Given exercise: Copy every line of the data below word for word, from the first entry through the last.

# # # #

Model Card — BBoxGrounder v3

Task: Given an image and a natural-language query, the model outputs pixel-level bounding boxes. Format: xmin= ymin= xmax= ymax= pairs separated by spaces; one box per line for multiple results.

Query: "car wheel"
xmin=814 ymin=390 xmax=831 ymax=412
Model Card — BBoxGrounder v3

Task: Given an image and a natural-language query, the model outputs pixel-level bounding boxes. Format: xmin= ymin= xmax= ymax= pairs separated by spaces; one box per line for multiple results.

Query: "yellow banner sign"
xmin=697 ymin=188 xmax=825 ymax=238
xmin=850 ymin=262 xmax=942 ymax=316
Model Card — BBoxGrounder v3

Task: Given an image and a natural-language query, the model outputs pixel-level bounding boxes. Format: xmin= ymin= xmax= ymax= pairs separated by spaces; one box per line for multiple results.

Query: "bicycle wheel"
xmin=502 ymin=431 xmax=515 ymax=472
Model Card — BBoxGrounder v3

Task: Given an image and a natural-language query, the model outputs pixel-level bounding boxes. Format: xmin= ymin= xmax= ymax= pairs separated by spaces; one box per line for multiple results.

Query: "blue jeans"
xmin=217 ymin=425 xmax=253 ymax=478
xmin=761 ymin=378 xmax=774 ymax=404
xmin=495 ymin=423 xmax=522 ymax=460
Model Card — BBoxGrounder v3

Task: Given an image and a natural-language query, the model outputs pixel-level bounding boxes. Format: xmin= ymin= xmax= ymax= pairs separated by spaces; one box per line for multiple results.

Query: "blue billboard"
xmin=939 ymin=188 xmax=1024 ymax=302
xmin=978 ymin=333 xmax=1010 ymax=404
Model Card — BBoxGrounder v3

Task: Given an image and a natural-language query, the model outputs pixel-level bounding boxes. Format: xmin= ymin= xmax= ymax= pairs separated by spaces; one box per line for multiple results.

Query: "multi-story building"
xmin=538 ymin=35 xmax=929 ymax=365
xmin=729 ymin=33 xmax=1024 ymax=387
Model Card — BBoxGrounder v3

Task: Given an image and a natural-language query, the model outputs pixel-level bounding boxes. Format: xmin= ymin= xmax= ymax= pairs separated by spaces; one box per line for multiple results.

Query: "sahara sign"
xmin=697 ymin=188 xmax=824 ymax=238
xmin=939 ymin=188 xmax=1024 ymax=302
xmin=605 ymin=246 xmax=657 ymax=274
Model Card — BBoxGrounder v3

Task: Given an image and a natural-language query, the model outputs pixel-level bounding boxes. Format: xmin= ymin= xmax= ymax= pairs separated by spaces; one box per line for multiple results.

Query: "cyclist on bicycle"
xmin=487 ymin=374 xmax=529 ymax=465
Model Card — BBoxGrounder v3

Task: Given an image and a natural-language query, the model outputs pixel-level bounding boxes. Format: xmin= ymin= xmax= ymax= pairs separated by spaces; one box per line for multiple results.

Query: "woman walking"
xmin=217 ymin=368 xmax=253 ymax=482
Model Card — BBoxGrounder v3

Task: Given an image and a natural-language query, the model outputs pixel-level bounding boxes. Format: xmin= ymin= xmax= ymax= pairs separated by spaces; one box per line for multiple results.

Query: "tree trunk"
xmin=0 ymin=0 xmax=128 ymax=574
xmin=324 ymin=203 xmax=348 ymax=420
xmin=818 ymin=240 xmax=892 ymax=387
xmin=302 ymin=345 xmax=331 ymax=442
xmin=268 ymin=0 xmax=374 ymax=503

# # # #

The result:
Model Card — BBoxGrounder v3

Task: Given an image and a natural-language query, the model outputs pixel-level bounding boxes. Format: xmin= ymin= xmax= ymax= pairs separated by spaces; one box per line for multiple results.

Query: "car wheel"
xmin=814 ymin=390 xmax=831 ymax=412
Model Card — BBoxGrounder v3

Task: Given an image and a natural-language query, the model outputs pixel-level bounding boxes. Format: xmin= ymin= xmax= ymax= pairs separated by spaces; one box per line for multiple results.

Query: "yellow banner sign"
xmin=697 ymin=188 xmax=825 ymax=238
xmin=850 ymin=262 xmax=942 ymax=316
Model Card — BBoxGrounder v3

Task: Given an image and a natural-language query, the model outputs pixel-level bounding boxes. Format: xmin= ymin= xmax= ymax= pairs separated by spaces; one box per line for multiple results.

Query: "bicycle wheel"
xmin=502 ymin=431 xmax=515 ymax=472
Model Card — BBoxGrounder v3

Task: Given an image and a natural-language query, the model outputs pixel-level bounding boxes. Format: xmin= ymin= xmax= ymax= pairs separated by spaces; one box per line for multiple results.

Query: "blue jeans"
xmin=217 ymin=425 xmax=253 ymax=478
xmin=761 ymin=378 xmax=774 ymax=404
xmin=495 ymin=423 xmax=522 ymax=460
Model Card — BBoxGrounder v3

Task: Given an image and a natural-language query, the model outputs pixel-level bounding boxes. Format: xmin= ymin= xmax= ymax= pairs separated by spaces; one box per line for multiple results.

Query: "blue billboard"
xmin=939 ymin=188 xmax=1024 ymax=302
xmin=978 ymin=333 xmax=1010 ymax=404
Model Card — BBoxGrounder v3

Task: Given an image and a natural-language query, the model outputs pixel-level bounding boxes. Format: xmin= ymin= xmax= ymax= pairs separated by spaces; one box per line for multiple results.

Query: "multi-story building"
xmin=538 ymin=35 xmax=929 ymax=365
xmin=729 ymin=33 xmax=1024 ymax=387
Model Card — BBoxGrounder v3

Task: Given an image and a natural-language query, the model outputs pixel-level bounding boxes. Format: xmin= ymin= xmax= ymax= pairs separated by spaces; one box per line for multiple results.

Query: "sahara sign"
xmin=697 ymin=188 xmax=824 ymax=238
xmin=939 ymin=188 xmax=1024 ymax=302
xmin=605 ymin=246 xmax=657 ymax=274
Model Card — BBoxGrounder v3

Task: Given an image and a natural-language query, the model outputs pixel-level bounding boxes. Format: xmin= ymin= xmax= ymax= pairs separated by spaces; one box per line for multiple results.

Query: "cyclist on bicycle"
xmin=487 ymin=374 xmax=529 ymax=465
Model Card — BBoxGrounder v3

Task: Given an image and a natural-language query, the model outputs pixel-level bounding boxes. Format: xmin= ymin= xmax= ymax= pairs separated by spaces; one box per line for multiple results.

Query: "woman walking"
xmin=217 ymin=368 xmax=253 ymax=482
Model Card — BBoxGrounder v3

Task: Given an image and a natural-language query, the model outputs pixel-level bounding boxes. Format: xmin= ymin= xmax= ymax= pairs separated by spaces; one box per line for multiple results.

Query: "tree trunk"
xmin=0 ymin=0 xmax=128 ymax=574
xmin=324 ymin=203 xmax=348 ymax=420
xmin=818 ymin=240 xmax=892 ymax=387
xmin=302 ymin=345 xmax=331 ymax=442
xmin=268 ymin=0 xmax=374 ymax=503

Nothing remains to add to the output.